| WHAT YOU ARE ASKED TO DO |
Convert the lines below, starting with the first one and going on through the line containing "131], [49, 118]]", into a Markdown table with the columns Row and Line. Give each line its own numbered row and leave out any blank lines.

| INFORMATION PROVIDED |
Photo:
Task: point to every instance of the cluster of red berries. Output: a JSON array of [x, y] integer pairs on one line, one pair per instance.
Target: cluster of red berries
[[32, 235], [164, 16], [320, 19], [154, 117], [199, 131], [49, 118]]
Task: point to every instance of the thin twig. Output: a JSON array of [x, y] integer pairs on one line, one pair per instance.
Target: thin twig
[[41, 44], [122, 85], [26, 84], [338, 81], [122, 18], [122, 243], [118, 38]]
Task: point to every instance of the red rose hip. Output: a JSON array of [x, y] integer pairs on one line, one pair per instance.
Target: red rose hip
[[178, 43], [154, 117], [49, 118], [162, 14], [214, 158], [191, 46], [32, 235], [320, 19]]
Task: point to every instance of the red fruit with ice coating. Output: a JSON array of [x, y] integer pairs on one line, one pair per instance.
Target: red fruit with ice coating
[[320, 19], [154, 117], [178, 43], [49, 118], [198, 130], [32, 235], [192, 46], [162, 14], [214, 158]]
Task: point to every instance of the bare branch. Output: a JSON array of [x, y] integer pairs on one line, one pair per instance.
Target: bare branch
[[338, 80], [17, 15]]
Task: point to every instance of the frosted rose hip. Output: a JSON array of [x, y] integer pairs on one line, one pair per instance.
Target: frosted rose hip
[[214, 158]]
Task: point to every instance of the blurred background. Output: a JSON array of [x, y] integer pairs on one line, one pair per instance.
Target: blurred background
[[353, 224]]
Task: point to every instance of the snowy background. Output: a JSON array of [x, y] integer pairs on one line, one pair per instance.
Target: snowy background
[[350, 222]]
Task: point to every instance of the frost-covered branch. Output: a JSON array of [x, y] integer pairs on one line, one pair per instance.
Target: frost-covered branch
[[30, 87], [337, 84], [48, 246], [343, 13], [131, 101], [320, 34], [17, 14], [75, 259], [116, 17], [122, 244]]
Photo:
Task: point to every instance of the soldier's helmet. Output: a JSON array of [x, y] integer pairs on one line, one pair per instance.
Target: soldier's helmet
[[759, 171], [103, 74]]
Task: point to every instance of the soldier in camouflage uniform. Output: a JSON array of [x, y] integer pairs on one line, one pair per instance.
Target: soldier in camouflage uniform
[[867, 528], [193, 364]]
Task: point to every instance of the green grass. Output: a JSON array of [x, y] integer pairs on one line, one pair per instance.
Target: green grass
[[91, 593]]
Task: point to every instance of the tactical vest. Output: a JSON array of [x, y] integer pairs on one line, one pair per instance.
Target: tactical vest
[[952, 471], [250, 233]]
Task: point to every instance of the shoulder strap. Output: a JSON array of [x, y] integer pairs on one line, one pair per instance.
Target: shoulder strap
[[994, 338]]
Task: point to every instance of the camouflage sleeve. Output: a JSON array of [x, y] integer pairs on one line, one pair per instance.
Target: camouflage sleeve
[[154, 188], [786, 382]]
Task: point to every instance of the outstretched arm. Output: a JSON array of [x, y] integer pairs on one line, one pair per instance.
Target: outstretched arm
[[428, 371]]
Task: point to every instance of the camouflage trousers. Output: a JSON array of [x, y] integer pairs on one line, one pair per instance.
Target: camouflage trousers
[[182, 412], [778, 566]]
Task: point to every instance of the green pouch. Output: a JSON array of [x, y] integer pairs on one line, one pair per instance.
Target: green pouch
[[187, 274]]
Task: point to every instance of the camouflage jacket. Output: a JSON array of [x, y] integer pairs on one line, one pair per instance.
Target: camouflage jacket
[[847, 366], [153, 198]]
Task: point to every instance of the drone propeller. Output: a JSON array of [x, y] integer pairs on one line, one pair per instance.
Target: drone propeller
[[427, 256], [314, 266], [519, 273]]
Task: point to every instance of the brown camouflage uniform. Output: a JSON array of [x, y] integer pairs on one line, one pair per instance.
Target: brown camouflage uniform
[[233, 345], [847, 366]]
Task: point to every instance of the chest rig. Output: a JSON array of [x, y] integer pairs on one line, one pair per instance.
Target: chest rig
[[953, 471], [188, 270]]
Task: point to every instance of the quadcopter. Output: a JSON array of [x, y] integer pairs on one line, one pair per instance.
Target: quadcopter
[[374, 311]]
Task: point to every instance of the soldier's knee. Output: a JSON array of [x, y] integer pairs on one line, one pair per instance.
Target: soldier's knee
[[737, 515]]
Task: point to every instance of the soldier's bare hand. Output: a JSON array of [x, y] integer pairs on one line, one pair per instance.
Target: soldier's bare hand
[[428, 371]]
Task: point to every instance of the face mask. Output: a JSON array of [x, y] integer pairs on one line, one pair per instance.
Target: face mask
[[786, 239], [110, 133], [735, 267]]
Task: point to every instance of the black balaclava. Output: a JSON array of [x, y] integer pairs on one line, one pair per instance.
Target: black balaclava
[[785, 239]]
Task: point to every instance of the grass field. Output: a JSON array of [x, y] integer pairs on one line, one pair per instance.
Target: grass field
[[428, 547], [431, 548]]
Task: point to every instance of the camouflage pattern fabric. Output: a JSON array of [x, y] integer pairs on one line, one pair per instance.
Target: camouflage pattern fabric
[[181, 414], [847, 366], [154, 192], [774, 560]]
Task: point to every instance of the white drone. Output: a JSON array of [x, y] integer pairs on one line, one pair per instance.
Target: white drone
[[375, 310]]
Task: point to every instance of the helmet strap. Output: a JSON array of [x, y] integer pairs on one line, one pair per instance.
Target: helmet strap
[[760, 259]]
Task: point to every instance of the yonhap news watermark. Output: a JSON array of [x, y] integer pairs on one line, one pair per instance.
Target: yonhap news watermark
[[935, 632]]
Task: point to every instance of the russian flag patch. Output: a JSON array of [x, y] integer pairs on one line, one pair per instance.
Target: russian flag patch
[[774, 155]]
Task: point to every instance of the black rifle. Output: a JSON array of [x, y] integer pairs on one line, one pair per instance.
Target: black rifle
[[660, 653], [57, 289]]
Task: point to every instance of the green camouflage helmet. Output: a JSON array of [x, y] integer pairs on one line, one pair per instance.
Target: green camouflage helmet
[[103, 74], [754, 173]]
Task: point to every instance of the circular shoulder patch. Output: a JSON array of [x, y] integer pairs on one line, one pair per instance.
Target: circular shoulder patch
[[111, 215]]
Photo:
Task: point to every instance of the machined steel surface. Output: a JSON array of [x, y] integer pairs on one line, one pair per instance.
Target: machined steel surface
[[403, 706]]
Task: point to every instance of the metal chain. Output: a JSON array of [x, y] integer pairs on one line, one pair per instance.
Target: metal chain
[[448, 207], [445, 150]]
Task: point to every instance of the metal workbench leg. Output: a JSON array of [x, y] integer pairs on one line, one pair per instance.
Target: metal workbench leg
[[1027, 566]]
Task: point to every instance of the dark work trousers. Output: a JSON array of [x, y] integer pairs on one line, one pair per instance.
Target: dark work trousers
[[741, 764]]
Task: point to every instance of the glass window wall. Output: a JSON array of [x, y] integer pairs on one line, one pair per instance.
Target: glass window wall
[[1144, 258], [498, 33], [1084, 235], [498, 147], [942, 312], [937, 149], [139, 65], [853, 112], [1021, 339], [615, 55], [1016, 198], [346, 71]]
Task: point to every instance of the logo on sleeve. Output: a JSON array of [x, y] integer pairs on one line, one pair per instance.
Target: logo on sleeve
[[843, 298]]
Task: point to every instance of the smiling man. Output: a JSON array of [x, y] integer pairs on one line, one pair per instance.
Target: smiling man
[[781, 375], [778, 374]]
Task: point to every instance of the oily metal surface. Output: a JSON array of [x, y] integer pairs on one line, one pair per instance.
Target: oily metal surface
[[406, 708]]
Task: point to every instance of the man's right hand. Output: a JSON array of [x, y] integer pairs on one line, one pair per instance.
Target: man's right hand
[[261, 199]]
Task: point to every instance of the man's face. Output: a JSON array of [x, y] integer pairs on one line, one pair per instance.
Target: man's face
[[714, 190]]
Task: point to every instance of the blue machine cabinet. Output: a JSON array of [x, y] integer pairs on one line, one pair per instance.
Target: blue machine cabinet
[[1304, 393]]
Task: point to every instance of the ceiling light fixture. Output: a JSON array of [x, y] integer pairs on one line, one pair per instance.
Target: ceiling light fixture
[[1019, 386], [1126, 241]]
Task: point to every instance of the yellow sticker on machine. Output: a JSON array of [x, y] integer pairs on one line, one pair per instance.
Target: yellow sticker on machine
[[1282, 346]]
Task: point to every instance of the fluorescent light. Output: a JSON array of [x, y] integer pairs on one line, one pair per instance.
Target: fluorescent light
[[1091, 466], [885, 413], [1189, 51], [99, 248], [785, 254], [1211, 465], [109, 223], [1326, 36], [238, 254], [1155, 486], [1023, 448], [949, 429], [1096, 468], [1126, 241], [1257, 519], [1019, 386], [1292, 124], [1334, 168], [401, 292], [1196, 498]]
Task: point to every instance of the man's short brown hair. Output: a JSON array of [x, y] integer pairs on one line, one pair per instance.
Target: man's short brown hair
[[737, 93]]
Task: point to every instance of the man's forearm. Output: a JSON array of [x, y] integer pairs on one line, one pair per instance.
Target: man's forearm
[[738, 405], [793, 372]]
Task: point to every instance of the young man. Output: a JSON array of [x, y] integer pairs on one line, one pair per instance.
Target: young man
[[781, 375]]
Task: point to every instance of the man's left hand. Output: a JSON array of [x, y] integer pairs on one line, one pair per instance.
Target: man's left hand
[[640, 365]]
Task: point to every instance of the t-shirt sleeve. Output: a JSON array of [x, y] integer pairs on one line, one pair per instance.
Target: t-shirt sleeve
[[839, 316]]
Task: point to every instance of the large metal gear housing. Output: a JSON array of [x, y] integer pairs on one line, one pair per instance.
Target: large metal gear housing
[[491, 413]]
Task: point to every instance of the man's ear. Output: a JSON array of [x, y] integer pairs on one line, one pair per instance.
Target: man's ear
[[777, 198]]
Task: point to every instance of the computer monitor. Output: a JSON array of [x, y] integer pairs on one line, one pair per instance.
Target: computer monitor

| COMPLETED TASK |
| Row | Line |
|---|---|
| 1 | Photo: |
| 2 | Task: point to every instance of the cluster of red berries. Output: a JSON array of [x, y] integer pairs on one line, one pair per instance. |
| 3 | Target: cluster of red berries |
| 4 | [[32, 235], [164, 16], [320, 19], [154, 117], [199, 131], [49, 118]] |